Ravens' practice nearly perfect

Team dominates 'Skins in scrimmage

Sanders surprises with 2 sacks

August 07, 2005|By Jamison Hensley | Jamison Hensley,SUN STAFF

If yesterday's scrimmage against the Washington Redskins served as a gauge, the Ravens could be full of surprises this season.

In the midst of the Ravens' dominating effort (no score was officially kept), the M&T Bank Stadium crowd of 35,517 could only watch in disbelief as Deion Sanders recorded a couple of sacks and Patrick Johnson caught a pass for the team's only touchdown.

For Johnson, it was a change of perspective. For Sanders, it was a change of position.

Playing in the slot instead of on the outside, Sanders exploited several open lanes to the quarterback, captaining a high-pressured defense that sacked Redskins starter Patrick Ramsey four times on 12 passing plays.

"That shows you how deadly that defense is," defensive end Terrell Suggs said. "We got people doing astronomical things at places they're not supposed to be doing it."

The pass rusher then joked about Sanders' new fondness for sacks, saying, "My job is definitely threatened. I've got to go back to the drawing board."

Although tackling the quarterback wasn't permitted, there was a near celebration after Sanders' first tap of Ramsey.

A Ravens official playfully approached Sanders about announcing his first career sack to the stadium, but the 14-year veteran responded with the date, the game, the quarterback and the situation of his last and only NFL sack. It was 1991 against Jeff Hostetler and it resulted in a touchdown.

"I've never been in a position where I blitzed on occasion," Sanders said, "but now I can drop into coverage or blitz."

There was similar awe after Johnson laid out for a 32-yard touchdown pass from Anthony Wright.

In his third stint with the Ravens, he is trying to change his reputation as a wide-out who drops passes. Johnson, a 1998 second-round pick of the Ravens, was the leading receiver of the scrimmage with four catches for 62 yards.

His impressive start in this camp might have leapfrogged him over Devard Darling and Randy Hymes for the fourth receiver spot.

"It's a different Patrick Johnson," Billick said. "He seems to be eliminating those pesky drops that he's had. He's always been an all-out player, but it's great to see Patrick have the camp he's had."

→ **SUPPLIED RECORDS**
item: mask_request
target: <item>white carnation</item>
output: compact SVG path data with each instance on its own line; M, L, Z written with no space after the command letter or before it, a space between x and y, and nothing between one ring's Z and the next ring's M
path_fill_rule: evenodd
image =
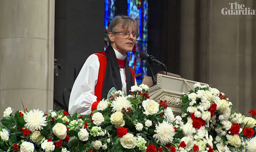
M146 91L148 90L149 89L149 88L148 86L144 84L141 84L139 86Z
M99 140L96 140L92 142L91 145L95 149L98 150L102 146L102 143Z
M6 141L9 139L9 131L3 128L2 131L0 131L0 136L2 140L4 141Z
M104 117L102 114L99 112L97 112L92 115L91 119L93 120L93 123L97 126L100 126L101 123L104 122Z
M134 85L131 87L131 90L130 91L132 92L141 91L142 91L142 88L137 85Z
M136 128L136 130L138 131L141 131L142 130L143 128L143 125L140 123L137 123L135 125L135 127Z
M169 123L172 123L174 121L174 116L170 108L167 107L165 109L164 112L163 116L165 120L168 121Z
M20 152L32 152L34 151L35 147L31 143L24 141L20 145Z
M98 105L97 106L97 110L99 111L103 111L108 108L108 102L103 99L103 100L100 102L98 104Z
M78 132L78 138L81 141L86 141L88 140L89 137L89 133L86 129L81 128Z
M152 126L152 121L148 119L145 122L145 125L148 127L149 127Z
M4 112L4 117L10 117L10 115L12 112L12 110L13 110L13 109L12 109L12 108L10 107L8 107L5 109L5 111Z
M55 146L52 141L47 141L48 140L45 140L41 145L41 147L44 150L45 152L52 151L55 148Z
M126 109L128 108L132 108L131 103L127 99L127 98L123 96L117 97L110 103L110 106L113 107L112 111L121 112L124 108Z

→ **QUESTIONS**
1: According to the Ravens scrimmage article, how many people were in the M&T Bank Stadium crowd?
2: Please return the part of the Ravens scrimmage article that opens with the words containing "The pass rusher" and closes with "in a touchdown.", copied word for word.
3: Shorten the paragraph of the Ravens scrimmage article that begins "In his third stint with the Ravens" while keeping its main facts.
The material above is separate from the Ravens scrimmage article.

→ **EXERCISE RESPONSES**
1: 35,517

2:
The pass rusher then joked about Sanders' new fondness for sacks, saying, "My job is definitely threatened. I've got to go back to the drawing board."

Although tackling the quarterback wasn't permitted, there was a near celebration after Sanders' first tap of Ramsey.

A Ravens official playfully approached Sanders about announcing his first career sack to the stadium, but the 14-year veteran responded with the date, the game, the quarterback and the situation of his last and only NFL sack. It was 1991 against Jeff Hostetler and it resulted in a touchdown.

3: Johnson, a 1998 second-round Ravens pick now on his third stint with the team, is trying to shed his reputation for dropping passes. He led the scrimmage's receivers with four catches for 62 yards.